**TO DO:**
Skip the pictures. Give all the data again exactly.

**RECORD SET:**
>>

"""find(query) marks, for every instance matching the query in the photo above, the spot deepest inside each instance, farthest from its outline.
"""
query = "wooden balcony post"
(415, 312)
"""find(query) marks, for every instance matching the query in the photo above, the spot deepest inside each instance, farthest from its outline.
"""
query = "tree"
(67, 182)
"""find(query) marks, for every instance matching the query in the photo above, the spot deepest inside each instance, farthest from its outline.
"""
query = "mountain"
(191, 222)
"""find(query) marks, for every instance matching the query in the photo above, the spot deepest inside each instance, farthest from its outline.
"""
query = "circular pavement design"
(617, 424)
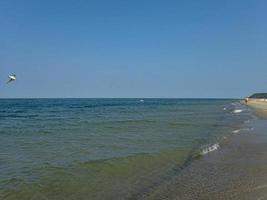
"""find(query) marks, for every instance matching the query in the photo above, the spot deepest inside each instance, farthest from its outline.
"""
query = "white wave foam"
(210, 149)
(236, 131)
(243, 129)
(237, 111)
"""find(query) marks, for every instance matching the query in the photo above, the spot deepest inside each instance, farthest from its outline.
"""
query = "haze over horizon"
(191, 49)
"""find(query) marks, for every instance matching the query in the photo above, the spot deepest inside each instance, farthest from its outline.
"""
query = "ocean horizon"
(78, 148)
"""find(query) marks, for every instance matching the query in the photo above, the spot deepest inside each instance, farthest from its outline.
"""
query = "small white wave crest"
(237, 111)
(209, 149)
(243, 129)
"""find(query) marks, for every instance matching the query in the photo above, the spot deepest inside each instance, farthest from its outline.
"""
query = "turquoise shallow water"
(104, 148)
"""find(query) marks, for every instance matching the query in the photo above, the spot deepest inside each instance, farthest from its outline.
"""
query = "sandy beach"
(259, 107)
(236, 171)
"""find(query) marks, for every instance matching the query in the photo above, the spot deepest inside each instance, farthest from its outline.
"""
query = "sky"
(133, 48)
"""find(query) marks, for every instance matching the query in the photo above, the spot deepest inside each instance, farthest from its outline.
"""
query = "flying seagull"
(11, 78)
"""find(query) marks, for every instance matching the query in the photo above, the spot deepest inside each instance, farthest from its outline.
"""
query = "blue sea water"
(105, 148)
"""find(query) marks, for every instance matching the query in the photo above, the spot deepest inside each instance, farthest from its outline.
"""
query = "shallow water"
(105, 148)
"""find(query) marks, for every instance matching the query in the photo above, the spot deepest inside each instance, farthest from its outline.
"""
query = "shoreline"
(235, 171)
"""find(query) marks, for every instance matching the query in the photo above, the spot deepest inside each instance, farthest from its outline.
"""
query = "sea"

<<

**ANSWER SPACE:**
"""find(query) marks, for every instance matching the query in the photo above, the spot deepest inside each instance, farthest from its outline.
"""
query = "wooden balcony post"
(415, 312)
"""find(query) marks, for every instance matching the query in the photo above, the spot deepest inside each instance, farthest from its outline.
"""
query = "tree"
(67, 182)
"""find(query) marks, for every instance matching the query in the photo above, the spot deepest inside each instance, farthest from its outline.
"""
query = "mountain"
(191, 222)
"""find(query) marks, for every instance matching the query in the photo above, the spot deepest inside each instance, farthest from its outline.
"""
query = "circular pavement design"
(617, 424)
"""find(query) marks, for every instance matching the query in the photo above, the spot deepest inside each instance, farthest from its outline.
"""
query = "white wave foam"
(210, 149)
(236, 131)
(243, 129)
(237, 111)
"""find(query) marks, for every instance matching the query in the photo above, the spot deepest inside each instance, farthest from its outline.
"""
query = "haze over horizon"
(191, 49)
"""find(query) marks, for every instance matching the query in the photo above, the spot deepest inside each instance, farthest from its outline.
"""
query = "ocean horizon"
(78, 148)
"""find(query) marks, for every instance matching the query in the photo above, the spot deepest inside each instance, farthest from its outline.
"""
query = "small white wave crest"
(237, 111)
(209, 149)
(243, 129)
"""find(query) marks, for every instance matching the query in the photo above, the spot deepest inside each instance, farthest from its outline.
"""
query = "turquoise shallow water"
(104, 148)
"""find(query) marks, for every instance matching the query in the photo above, the spot deepest inside each instance, farthest from its outline.
"""
query = "sandy beach"
(259, 107)
(236, 171)
"""find(query) marks, for every instance matching the query in the photo above, the spot deepest inside each instance, farthest from its outline.
"""
query = "sky"
(133, 48)
"""find(query) marks, for every instance matching the query in the photo above, the spot deepest inside each instance, farthest from its outline.
"""
query = "flying seagull"
(11, 78)
"""find(query) marks, for every instance matching the query in the photo above, the spot deepest inside each instance, farthest from its outline.
"""
query = "blue sea water"
(105, 148)
"""find(query) marks, for every instance matching the query in the photo above, the spot deepest inside each instance, farthest from its outline.
"""
query = "shallow water"
(105, 148)
"""find(query) marks, for every instance matching the query in the photo above, the spot deepest inside each instance, farthest from its outline.
"""
query = "shoreline"
(235, 171)
"""find(query) marks, for every instance matching the query in the photo above, the spot deepest inside each instance, farthest from its outline.
"""
query = "sea"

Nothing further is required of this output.